• _PROBLEM STATEMENT_:
Return every one of the records below word for word, with no line changed, added, or left out.

Location identification items

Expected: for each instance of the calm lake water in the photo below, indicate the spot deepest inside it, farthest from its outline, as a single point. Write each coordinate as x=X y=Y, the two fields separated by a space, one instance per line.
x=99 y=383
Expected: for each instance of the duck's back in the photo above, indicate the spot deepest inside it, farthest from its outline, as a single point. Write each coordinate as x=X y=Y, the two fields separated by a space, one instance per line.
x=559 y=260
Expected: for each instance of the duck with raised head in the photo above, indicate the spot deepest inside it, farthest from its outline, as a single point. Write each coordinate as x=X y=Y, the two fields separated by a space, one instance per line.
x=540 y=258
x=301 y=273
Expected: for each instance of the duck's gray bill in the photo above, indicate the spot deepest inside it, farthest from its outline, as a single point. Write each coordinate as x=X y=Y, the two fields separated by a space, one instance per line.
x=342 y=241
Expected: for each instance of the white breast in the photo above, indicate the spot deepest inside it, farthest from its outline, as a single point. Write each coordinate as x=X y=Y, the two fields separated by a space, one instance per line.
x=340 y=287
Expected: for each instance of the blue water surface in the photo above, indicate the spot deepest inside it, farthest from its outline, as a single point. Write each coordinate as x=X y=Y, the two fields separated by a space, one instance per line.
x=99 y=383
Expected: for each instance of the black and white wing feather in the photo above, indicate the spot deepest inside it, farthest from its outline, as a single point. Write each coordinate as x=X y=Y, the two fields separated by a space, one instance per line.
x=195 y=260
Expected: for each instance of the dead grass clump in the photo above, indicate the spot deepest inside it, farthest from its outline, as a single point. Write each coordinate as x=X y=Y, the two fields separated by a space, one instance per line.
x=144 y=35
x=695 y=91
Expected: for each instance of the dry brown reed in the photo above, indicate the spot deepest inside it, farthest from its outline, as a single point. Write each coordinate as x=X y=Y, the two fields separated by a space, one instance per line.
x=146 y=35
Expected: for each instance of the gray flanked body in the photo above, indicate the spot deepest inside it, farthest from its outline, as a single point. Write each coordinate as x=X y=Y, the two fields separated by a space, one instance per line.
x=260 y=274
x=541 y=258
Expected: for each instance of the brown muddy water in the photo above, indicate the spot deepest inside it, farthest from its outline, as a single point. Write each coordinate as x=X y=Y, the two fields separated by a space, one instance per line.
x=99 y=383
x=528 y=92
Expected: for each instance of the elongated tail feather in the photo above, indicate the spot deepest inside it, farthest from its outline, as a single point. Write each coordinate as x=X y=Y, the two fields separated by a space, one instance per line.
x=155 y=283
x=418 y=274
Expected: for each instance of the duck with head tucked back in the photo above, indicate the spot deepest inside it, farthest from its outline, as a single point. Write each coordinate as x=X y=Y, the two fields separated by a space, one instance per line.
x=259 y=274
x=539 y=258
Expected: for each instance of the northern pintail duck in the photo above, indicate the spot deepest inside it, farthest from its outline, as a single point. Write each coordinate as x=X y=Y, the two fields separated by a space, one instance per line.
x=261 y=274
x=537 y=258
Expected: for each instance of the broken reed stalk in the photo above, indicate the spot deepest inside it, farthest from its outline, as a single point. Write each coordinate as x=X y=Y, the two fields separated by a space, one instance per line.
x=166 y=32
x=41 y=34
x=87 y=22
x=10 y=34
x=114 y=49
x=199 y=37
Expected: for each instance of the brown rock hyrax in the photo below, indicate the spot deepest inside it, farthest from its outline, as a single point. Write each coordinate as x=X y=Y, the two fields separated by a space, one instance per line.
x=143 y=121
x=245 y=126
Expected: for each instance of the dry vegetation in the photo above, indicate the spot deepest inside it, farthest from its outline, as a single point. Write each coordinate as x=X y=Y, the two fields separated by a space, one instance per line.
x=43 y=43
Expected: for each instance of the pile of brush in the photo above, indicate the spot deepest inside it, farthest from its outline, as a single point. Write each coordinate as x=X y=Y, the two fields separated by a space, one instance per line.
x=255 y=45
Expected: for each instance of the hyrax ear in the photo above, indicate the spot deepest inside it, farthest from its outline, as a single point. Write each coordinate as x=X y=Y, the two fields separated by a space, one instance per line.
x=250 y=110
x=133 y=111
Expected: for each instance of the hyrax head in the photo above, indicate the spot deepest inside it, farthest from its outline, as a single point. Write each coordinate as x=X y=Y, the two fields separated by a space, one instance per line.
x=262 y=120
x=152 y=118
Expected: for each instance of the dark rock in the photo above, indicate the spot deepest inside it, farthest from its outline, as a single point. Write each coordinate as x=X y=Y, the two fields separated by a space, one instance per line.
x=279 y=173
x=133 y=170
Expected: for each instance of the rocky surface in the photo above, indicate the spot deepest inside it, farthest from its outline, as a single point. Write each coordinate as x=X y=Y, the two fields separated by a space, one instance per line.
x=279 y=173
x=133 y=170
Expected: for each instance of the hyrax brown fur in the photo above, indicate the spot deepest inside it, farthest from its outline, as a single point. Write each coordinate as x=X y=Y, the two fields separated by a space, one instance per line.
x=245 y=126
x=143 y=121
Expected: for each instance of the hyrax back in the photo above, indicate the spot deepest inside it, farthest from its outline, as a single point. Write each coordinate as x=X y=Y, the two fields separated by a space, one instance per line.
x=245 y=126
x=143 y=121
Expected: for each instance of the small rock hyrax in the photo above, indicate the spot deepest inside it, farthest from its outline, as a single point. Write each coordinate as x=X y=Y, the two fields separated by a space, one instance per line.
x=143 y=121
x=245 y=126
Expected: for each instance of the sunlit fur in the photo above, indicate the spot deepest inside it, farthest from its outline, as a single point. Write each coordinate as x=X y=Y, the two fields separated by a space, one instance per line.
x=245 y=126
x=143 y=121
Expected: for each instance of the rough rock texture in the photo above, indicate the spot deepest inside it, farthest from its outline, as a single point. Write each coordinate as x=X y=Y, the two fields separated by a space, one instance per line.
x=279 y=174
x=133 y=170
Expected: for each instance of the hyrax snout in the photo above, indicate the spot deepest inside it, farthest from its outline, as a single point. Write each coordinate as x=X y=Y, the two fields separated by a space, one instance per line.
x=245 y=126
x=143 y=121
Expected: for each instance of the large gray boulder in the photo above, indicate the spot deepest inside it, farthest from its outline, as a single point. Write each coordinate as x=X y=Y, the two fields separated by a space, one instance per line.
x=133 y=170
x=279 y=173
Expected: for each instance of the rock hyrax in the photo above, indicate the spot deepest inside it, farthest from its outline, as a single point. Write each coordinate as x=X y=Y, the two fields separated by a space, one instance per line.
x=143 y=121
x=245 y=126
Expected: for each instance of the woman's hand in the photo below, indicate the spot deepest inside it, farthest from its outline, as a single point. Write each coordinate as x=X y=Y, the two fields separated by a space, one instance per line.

• _WORKED SOLUTION_:
Expected: for each instance of the calm lake water in the photo below, indicate the spot deepest inside it, farthest from its outline, as a single point. Write each coordinate as x=X y=Y, the two fields separated by a space, one instance per line.
x=99 y=383
Expected: for each instance of the duck's back in the photo above, indicate the spot deepest inside it, farthest from its outline, as a single point. Write each coordinate as x=X y=Y, the two fields separated by a space, one instance per line.
x=559 y=260
Expected: for each instance of the duck with raised head in the photo above, indicate the spot deepest inside it, farthest from its outline, as a single point. Write each coordinate as x=X y=Y, the two fields separated by a space, one instance per line.
x=540 y=258
x=301 y=273
Expected: for each instance of the duck's gray bill in the photo above, indicate the spot deepest inside it, farthest from its outline, as a single point. Write each coordinate as x=X y=Y, the two fields separated by a space, one instance per line.
x=342 y=241
Expected: for each instance of the white breast in the photo above, indicate the spot deepest inside it, farthest from its outline, as a single point. Write each coordinate as x=X y=Y, the two fields separated by a space, one instance per line.
x=340 y=287
Expected: for each instance of the blue water surface in the photo above, indicate the spot deepest inside it, farthest from its outline, as a single point. Write each coordinate as x=X y=Y, the two fields separated by a space, one instance per line.
x=99 y=383
Expected: for each instance of the black and white wing feather in the photo above, indicate the spot deepest inside it, farthest from its outline, as a single point. Write each coordinate as x=X y=Y, the two fields separated by a space, one instance per line.
x=195 y=260
Expected: for each instance of the dead grass clump in the photo above, indicate the spot deepest inside it, farthest from its outline, as a single point. Write each coordinate as x=X y=Y, the two fields separated by a space, one instance per line.
x=144 y=35
x=695 y=91
Expected: for each instance of the dry brown reed in the photo above, indicate the spot deepest inside it, farthest from its outline, as a single point. Write each coordinate as x=X y=Y, the two fields separated by a space, one instance per line.
x=146 y=35
Expected: for each instance of the gray flanked body in the photo above, indicate the spot deepest inside it, farthest from its outline, as a single point. Write each coordinate as x=X y=Y, the two fields separated by a space, one instance per line.
x=260 y=274
x=541 y=258
Expected: for each instance of the brown muddy water in the photo above, indicate the spot deepest inside it, farthest from its outline, as a single point. Write each coordinate as x=X y=Y, the two fields separated by a space, one instance per line.
x=99 y=383
x=528 y=92
Expected: for each instance of the elongated tail feather in the photo above, indicate the spot deepest inside it, farthest from its outline, as a single point. Write each coordinate as x=X y=Y, the two fields separated by a space, one instance per line.
x=155 y=283
x=418 y=274
Expected: for each instance of the duck with head tucked back in the photo above, indicate the spot deepest inside it, farthest from its outline, as a single point. Write each coordinate as x=X y=Y, the two fields separated by a space, one instance per line.
x=259 y=274
x=539 y=258
Expected: for each instance of the northern pintail duck in the photo above, indicate the spot deepest inside it, farthest from its outline, as a single point. Write each coordinate as x=X y=Y, the two fields separated by a space, one instance per line.
x=261 y=274
x=537 y=258
Expected: for each instance of the broken reed stalk in the photo above, indicate the spot deepest inside it, farthest from its outline, as a single point. Write each coordinate as x=X y=Y, the two fields separated by a space, one instance per line.
x=166 y=32
x=41 y=34
x=87 y=22
x=10 y=34
x=114 y=49
x=199 y=37
Expected: for each instance of the brown rock hyrax in the photo below, indicate the spot deepest inside it, farthest from its outline, as a single point. Write each coordinate as x=X y=Y, the two fields separated by a space, one instance per line.
x=143 y=121
x=245 y=126
Expected: for each instance of the dry vegetation in the photo above, indicate the spot deepest inside it, farthest from its outline, as a single point. Write each coordinate as x=X y=Y, the two fields separated by a space, one instance per line.
x=43 y=43
Expected: for each instance of the pile of brush in the photo above, indicate the spot deepest inside it, farthest from its outline, as a single point. Write each coordinate as x=X y=Y, the two fields separated by a space, one instance per line.
x=255 y=45
Expected: for each instance of the hyrax ear in the photo above, indicate the spot deepest inside it, farthest from its outline, as a single point. Write each coordinate as x=X y=Y, the two fields separated by a space, one instance per line.
x=250 y=110
x=133 y=111
Expected: for each instance of the hyrax head in the photo above, indicate the spot deepest inside it, farthest from its outline, as a single point. Write each coordinate as x=X y=Y, the two fields separated by a space, one instance per line.
x=262 y=120
x=152 y=118
Expected: for each instance of the dark rock in the photo above, indicate the spot deepest inside it, farthest from its outline, as a single point. Write each coordinate as x=X y=Y, the two fields separated by a space, one instance per line.
x=279 y=173
x=133 y=170
Expected: for each instance of the rocky surface in the photo above, indicate the spot deepest inside it, farthest from its outline, as a single point. Write each coordinate as x=X y=Y, the two fields separated by a space, one instance per line.
x=279 y=173
x=133 y=170
Expected: for each instance of the hyrax brown fur in the photo above, indicate the spot deepest inside it, farthest from its outline, as a single point. Write each coordinate as x=X y=Y, the two fields separated by a space, one instance per line.
x=245 y=126
x=143 y=121
Expected: for each instance of the hyrax back in the photo above, indicate the spot deepest inside it, farthest from its outline, as a single point. Write each coordinate as x=X y=Y, the two fields separated by a space, one instance per line.
x=245 y=126
x=143 y=121
Expected: for each instance of the small rock hyrax in the photo above, indicate the spot deepest inside it, farthest from its outline, as a single point. Write each coordinate as x=X y=Y, the two fields separated by a space, one instance per line.
x=143 y=121
x=245 y=126
Expected: for each instance of the sunlit fur in the photo above, indicate the spot deepest inside it, farthest from its outline, as a single point. Write each coordinate as x=X y=Y, the two fields separated by a space, one instance per line.
x=245 y=126
x=143 y=121
Expected: for each instance of the rough rock texture in the photo above, indicate the spot deepest inside it, farthest from its outline, as a single point. Write each coordinate as x=X y=Y, the two fields separated by a space, one instance per line.
x=279 y=174
x=133 y=170
Expected: for each instance of the hyrax snout in the photo above, indicate the spot deepest inside it, farthest from its outline, as a single point. Write each coordinate as x=X y=Y, the two fields separated by a space, one instance per line.
x=245 y=126
x=143 y=121
Expected: for each instance of the large gray boulder in the photo above, indicate the spot deepest inside it, farthest from its outline, as a single point. Write each coordinate as x=X y=Y, the two fields separated by a space, one instance per line.
x=133 y=170
x=279 y=173
Expected: for each instance of the rock hyrax in the photo above, indicate the spot deepest inside it, farthest from its outline, as a single point. Write each coordinate as x=X y=Y, the two fields separated by a space, one instance per line.
x=143 y=121
x=245 y=126
Expected: for each instance of the woman's hand in the photo below, indicate the spot deepest inside it, farthest from its outline, as a single point. Write each coordinate as x=X y=Y, the two fields separated by a space, one instance per line.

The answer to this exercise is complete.